What to work on =>
Extend the passage on electron microscopy of the KNbO3/ZnO composite, starting right after its last sentence.

Excerpted passage =>
Transmission electron microscopy (TEM) and scanning electron microscopy (SEM) were implemented to reveal the morphology of the KNbO3/ZnO composite. Fig. 3 displays the SEM and TEM pictures of KNbO3, ZnO, and 1%KNbO3/ZnO. Pure KNbO3 appears as nanocubes (Fig. 3a), while ZnO can be seen as nanosheets attached with some nanoparticles (Fig. 3b). The SEM image of the 1%KNbO3/ZnO sample only shows the ZnO sheets. KNbO3 nanocubes are not observed mainly due to the low content of KNbO3 and the serious aggregation of catalyst particles. However, in the TEM image, the KNbO3 nanocubes can be easily distinguished due to their lesser electron penetrating ability than the ZnO nanosheets. As shown in Fig. 3d and e, ZnO nanosheets and nanoparticles adhere to the surface of KNbO3 nanocubes. The HR-TEM image displays that the nanocube and the nanosheets show clear lattice fringes of 0.2813 and 0.2098 nm, which correspond to the (1 0 0) and (1 1 0) planes of KNbO3 and ZnO, respectively. Combined with the XRD and XPS finding, this result verifies that the KNbO3 nanocubes have closely adhered onto the ZnO surface.

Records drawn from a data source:
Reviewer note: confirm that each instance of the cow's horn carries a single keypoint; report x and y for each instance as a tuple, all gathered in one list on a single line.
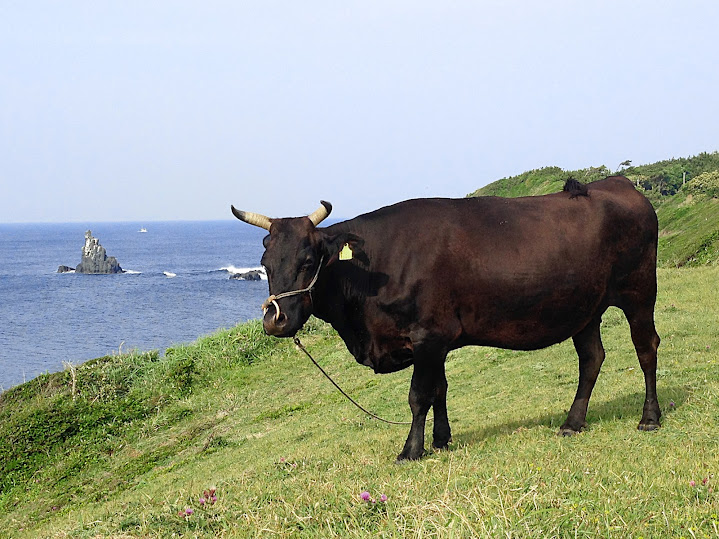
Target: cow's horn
[(321, 213), (250, 218)]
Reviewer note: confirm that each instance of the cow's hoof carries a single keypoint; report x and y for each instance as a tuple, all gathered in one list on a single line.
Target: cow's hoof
[(569, 430), (442, 445), (410, 455)]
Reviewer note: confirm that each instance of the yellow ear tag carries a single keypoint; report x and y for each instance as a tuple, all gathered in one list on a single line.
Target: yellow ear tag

Output for this exercise =>
The locale piezoelectric response of the KNbO3/ZnO composite was investigated by using the piezoelectric force microscope (PFM) technique. Fig. 4a, b, and c display the atomic force microscope (AFM), PFM amplitude, and PFM phase images of the 1%KNbO3/ZnO sample, respectively. The images do not provide the morphological information of the composite material as clear as SEM, and only several nanoparticles can be observed. However, the locale hysteresis loop (Fig. 4d) indicates that these particles (1% KNbO3/ZnO sample) present a phase angle change of approximately 180° under the reversal of 10 V DC bias field, indicating that the 1%KNbO3/ZnO composite has piezoelectric property and can drive the piezoelectric catalytic reaction.

Fig. 4.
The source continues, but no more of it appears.